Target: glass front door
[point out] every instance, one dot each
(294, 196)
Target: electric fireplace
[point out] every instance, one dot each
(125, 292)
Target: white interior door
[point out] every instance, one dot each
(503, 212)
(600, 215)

____

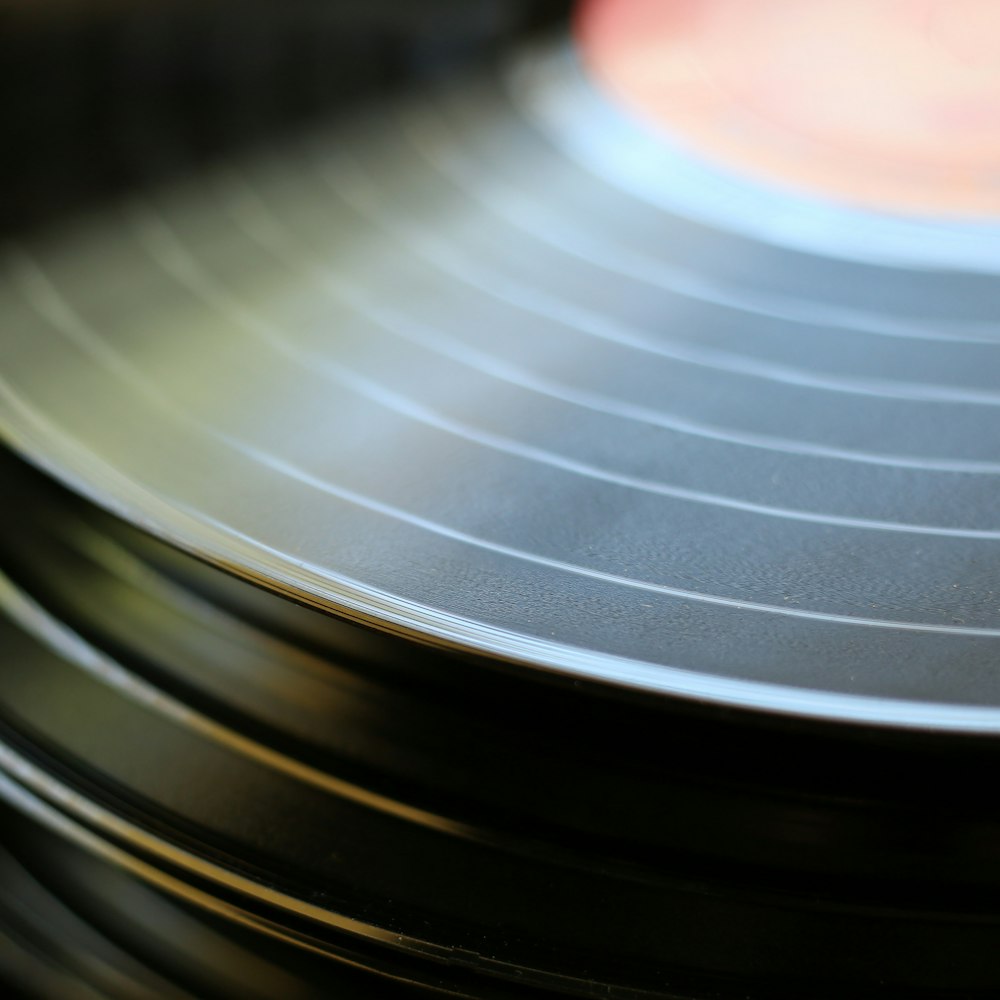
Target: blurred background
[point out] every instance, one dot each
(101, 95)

____

Determine how many lines in the items above contain the word "Target", and state that number alone.

4